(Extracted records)
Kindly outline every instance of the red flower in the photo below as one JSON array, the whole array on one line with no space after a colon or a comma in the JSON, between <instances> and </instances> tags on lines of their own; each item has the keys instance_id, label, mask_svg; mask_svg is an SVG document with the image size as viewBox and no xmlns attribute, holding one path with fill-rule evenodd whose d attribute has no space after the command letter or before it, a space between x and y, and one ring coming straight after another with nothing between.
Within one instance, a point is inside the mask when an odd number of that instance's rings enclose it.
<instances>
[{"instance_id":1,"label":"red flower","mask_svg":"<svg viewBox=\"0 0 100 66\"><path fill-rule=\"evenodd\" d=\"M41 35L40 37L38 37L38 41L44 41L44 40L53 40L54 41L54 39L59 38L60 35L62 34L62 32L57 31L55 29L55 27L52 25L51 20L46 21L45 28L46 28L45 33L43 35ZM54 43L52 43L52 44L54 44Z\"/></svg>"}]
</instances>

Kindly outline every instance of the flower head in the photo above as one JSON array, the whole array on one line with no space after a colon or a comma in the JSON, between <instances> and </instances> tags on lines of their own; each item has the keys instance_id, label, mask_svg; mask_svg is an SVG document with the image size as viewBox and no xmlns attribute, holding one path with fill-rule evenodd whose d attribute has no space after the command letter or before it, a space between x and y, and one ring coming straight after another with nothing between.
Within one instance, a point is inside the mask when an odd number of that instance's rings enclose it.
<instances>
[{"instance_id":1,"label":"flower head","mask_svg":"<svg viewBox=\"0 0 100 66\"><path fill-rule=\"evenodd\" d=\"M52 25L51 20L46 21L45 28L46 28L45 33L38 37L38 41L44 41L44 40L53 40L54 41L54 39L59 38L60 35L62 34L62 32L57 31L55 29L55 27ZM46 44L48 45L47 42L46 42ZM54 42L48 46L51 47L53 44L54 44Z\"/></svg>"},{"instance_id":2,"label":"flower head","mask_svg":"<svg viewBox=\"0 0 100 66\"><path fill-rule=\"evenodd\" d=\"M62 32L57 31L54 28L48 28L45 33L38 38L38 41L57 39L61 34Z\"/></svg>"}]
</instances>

TASK STATEMENT: Copy every line of the records above without changing anything.

REPLY:
Kindly outline every instance of the red flower in the photo below as one JSON array, the whole array on one line with no space after a colon or a comma in the JSON, between <instances> and </instances> tags on lines of their own; each item has the keys instance_id, label, mask_svg; mask_svg is an SVG document with the image size as viewBox and no xmlns attribute, holding one path with fill-rule evenodd whose d attribute has no space after the command letter or before it, a space between x and y, and one ring coming straight after another with nothing between.
Within one instance, a point is inside the mask when an odd number of that instance's rings enclose it.
<instances>
[{"instance_id":1,"label":"red flower","mask_svg":"<svg viewBox=\"0 0 100 66\"><path fill-rule=\"evenodd\" d=\"M41 35L40 37L38 37L38 41L44 41L44 40L53 40L54 41L54 39L59 38L60 35L62 34L62 32L57 31L55 29L55 27L52 25L51 20L46 21L45 28L46 28L45 33L43 35ZM54 43L52 43L52 44L54 44Z\"/></svg>"}]
</instances>

Kindly outline every instance of the flower head in the photo above as one JSON array, the whole array on one line with no space after a colon or a comma in the JSON, between <instances> and </instances> tags on lines of their own; each item has the keys instance_id, label, mask_svg; mask_svg is an SVG document with the image size as viewBox and no xmlns attribute, holding one path with fill-rule evenodd whose d attribute has no space after the command letter or before it, a space between x and y, and one ring coming straight after another with nothing between.
Within one instance, a point is inside the mask when an odd number of that instance's rings enclose it.
<instances>
[{"instance_id":1,"label":"flower head","mask_svg":"<svg viewBox=\"0 0 100 66\"><path fill-rule=\"evenodd\" d=\"M52 25L51 20L46 21L45 28L46 28L45 33L38 37L38 41L44 41L44 40L53 40L54 41L54 39L59 38L60 35L62 34L62 32L57 31L55 29L55 27ZM46 44L48 45L47 42L46 42ZM54 42L48 46L51 47L53 44L54 44Z\"/></svg>"},{"instance_id":2,"label":"flower head","mask_svg":"<svg viewBox=\"0 0 100 66\"><path fill-rule=\"evenodd\" d=\"M62 32L57 31L54 28L48 28L45 33L38 38L38 41L57 39L61 34Z\"/></svg>"}]
</instances>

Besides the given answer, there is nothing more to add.